AIM OF THE EXERCISE: Please give back only the lines below from the one containing "Query: **dark blue" to the one containing "116L60 100L27 72L9", each repeated word for word, both ends included.

+===+

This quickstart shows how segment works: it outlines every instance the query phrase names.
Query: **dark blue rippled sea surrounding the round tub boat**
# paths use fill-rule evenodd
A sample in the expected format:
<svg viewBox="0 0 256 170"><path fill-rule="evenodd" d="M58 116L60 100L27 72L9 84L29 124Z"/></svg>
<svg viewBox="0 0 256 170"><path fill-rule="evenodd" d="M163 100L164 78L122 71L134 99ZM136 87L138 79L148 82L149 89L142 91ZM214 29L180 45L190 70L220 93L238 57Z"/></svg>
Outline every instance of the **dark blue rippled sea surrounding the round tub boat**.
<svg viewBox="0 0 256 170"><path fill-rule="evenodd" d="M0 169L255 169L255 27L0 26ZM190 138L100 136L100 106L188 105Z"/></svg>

+===+

OUTPUT BELOW:
Query: **dark blue rippled sea surrounding the round tub boat**
# paths use fill-rule evenodd
A sample in the expected format:
<svg viewBox="0 0 256 170"><path fill-rule="evenodd" d="M58 116L60 100L27 72L9 84L29 124Z"/></svg>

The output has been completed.